Exercise aim
Reproduce the listing below verbatim, from its first line up to and including the line with "x=193 y=240". Omit any pictures from your copy.

***** Provided data

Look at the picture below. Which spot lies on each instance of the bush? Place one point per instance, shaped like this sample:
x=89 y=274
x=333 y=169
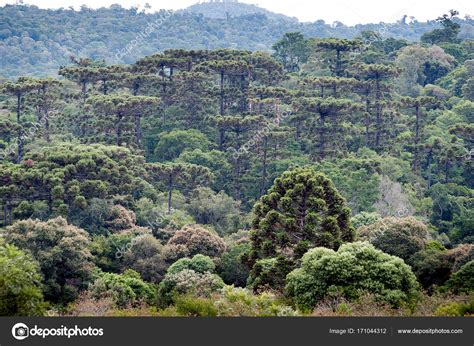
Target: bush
x=20 y=283
x=269 y=273
x=219 y=210
x=456 y=309
x=401 y=237
x=242 y=302
x=193 y=240
x=189 y=282
x=146 y=257
x=199 y=263
x=353 y=270
x=231 y=269
x=195 y=306
x=61 y=251
x=431 y=267
x=125 y=289
x=463 y=280
x=365 y=219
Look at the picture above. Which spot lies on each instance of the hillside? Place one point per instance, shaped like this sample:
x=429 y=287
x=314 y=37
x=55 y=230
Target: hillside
x=224 y=10
x=37 y=41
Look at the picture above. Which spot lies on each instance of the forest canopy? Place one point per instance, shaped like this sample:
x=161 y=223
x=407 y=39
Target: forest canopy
x=319 y=170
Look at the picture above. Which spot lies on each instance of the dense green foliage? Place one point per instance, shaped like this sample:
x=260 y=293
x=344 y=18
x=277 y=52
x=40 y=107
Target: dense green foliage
x=227 y=182
x=352 y=270
x=20 y=284
x=39 y=42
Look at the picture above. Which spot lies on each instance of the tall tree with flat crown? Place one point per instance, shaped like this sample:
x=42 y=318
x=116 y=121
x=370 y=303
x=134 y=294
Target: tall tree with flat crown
x=301 y=210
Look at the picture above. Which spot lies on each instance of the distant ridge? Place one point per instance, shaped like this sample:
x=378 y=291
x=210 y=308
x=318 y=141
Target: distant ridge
x=225 y=8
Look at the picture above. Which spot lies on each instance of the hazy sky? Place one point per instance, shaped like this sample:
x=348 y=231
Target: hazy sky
x=346 y=11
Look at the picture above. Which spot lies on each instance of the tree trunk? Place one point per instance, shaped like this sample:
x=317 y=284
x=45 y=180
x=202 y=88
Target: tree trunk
x=264 y=166
x=378 y=115
x=170 y=193
x=222 y=94
x=20 y=131
x=119 y=128
x=416 y=162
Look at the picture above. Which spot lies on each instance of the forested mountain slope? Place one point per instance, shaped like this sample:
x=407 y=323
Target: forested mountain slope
x=37 y=41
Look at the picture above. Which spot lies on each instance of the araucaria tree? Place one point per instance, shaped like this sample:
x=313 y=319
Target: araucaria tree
x=301 y=210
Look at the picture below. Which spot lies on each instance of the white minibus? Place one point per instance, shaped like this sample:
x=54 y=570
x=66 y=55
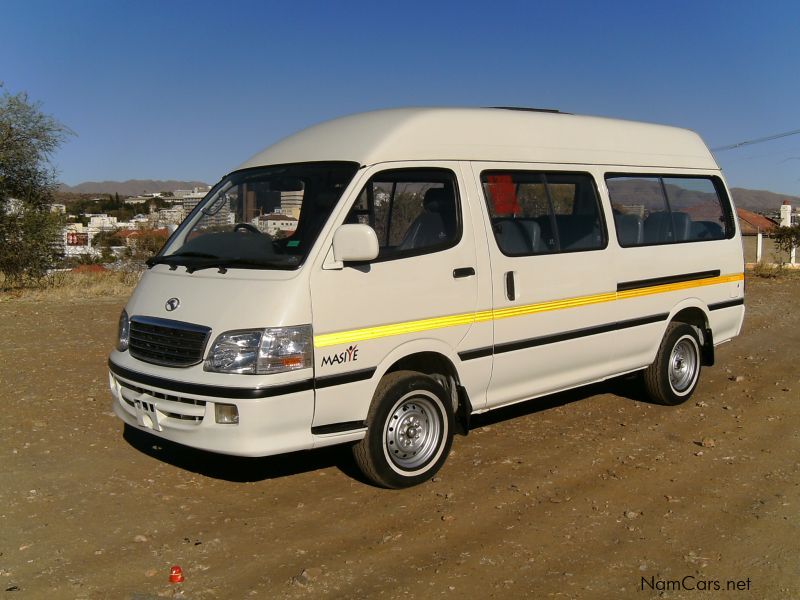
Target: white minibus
x=377 y=279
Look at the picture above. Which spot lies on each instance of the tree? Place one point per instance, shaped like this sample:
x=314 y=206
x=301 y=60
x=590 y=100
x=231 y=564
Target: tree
x=28 y=230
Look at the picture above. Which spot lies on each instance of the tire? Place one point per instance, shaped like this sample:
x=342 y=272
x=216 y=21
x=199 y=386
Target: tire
x=673 y=376
x=409 y=431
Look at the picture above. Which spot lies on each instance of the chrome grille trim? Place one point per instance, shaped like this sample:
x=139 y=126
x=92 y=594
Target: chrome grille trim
x=166 y=342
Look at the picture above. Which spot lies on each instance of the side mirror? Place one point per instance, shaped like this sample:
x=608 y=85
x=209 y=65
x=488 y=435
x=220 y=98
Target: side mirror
x=355 y=243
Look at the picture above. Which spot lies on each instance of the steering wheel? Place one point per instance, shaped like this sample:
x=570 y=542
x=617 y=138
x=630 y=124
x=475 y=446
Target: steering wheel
x=246 y=227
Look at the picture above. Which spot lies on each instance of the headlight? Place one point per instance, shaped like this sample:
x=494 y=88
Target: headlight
x=123 y=331
x=261 y=351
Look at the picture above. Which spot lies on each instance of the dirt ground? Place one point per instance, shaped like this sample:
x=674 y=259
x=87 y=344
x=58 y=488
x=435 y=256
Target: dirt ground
x=589 y=494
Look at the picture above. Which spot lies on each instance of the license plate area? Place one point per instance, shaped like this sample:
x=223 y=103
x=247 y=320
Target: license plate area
x=147 y=414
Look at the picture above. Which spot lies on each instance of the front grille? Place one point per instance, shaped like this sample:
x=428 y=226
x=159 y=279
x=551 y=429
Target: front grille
x=166 y=342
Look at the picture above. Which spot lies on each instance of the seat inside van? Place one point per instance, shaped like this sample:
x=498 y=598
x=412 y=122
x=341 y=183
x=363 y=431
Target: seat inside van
x=436 y=224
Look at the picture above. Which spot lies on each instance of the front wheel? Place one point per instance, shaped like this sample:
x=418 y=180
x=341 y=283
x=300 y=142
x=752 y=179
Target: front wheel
x=673 y=376
x=409 y=431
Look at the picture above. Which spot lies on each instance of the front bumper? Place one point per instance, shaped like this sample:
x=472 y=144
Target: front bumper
x=272 y=420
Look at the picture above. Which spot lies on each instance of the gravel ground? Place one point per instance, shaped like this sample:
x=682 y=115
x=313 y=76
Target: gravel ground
x=588 y=494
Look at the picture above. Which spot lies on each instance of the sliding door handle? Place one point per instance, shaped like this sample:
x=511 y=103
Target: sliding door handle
x=511 y=292
x=463 y=272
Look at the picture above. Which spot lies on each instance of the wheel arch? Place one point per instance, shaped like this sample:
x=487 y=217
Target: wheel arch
x=693 y=312
x=432 y=358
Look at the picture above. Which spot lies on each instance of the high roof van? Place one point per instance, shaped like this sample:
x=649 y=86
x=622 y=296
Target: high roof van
x=377 y=279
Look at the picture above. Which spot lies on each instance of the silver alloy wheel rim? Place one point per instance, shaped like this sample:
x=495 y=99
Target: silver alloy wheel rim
x=412 y=431
x=683 y=362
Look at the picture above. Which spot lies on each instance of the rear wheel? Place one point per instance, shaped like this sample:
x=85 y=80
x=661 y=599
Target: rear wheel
x=409 y=431
x=673 y=376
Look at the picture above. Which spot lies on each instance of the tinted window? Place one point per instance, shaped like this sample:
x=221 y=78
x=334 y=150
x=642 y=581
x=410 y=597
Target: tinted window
x=663 y=210
x=411 y=210
x=541 y=213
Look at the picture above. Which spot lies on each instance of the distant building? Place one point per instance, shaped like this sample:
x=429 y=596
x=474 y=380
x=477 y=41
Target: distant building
x=275 y=223
x=169 y=216
x=291 y=202
x=77 y=241
x=752 y=223
x=102 y=222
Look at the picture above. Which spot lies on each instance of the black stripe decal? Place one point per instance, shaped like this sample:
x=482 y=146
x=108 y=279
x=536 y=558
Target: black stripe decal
x=578 y=333
x=241 y=393
x=643 y=283
x=338 y=427
x=350 y=377
x=728 y=304
x=477 y=353
x=212 y=390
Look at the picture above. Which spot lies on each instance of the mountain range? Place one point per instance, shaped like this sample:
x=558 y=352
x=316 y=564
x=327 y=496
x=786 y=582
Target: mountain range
x=760 y=201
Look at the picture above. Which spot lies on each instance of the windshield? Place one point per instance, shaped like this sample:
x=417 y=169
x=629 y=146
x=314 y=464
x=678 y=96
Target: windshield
x=262 y=218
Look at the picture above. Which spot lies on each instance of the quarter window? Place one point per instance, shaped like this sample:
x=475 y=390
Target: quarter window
x=412 y=211
x=543 y=213
x=664 y=210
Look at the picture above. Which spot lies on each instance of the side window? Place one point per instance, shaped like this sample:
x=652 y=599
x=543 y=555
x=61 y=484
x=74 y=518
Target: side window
x=543 y=213
x=663 y=210
x=633 y=201
x=412 y=211
x=696 y=208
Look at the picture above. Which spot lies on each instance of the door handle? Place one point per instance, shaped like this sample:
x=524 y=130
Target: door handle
x=511 y=292
x=463 y=272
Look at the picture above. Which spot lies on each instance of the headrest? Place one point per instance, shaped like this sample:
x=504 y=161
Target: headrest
x=438 y=200
x=326 y=199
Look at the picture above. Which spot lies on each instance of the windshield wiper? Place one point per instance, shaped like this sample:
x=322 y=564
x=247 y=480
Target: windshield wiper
x=170 y=259
x=223 y=264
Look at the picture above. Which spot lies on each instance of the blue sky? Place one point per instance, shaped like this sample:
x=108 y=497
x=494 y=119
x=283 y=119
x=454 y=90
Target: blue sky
x=190 y=89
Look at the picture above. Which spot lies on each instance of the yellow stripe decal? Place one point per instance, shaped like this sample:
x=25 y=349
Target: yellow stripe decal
x=370 y=333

**********

Complete answer
Look at the picture below. Which spot lies on each instance of the bush? Place one point per instance, shaped like this sample:
x=89 y=274
x=333 y=169
Target: bush
x=20 y=283
x=269 y=273
x=219 y=210
x=456 y=309
x=401 y=237
x=242 y=302
x=193 y=240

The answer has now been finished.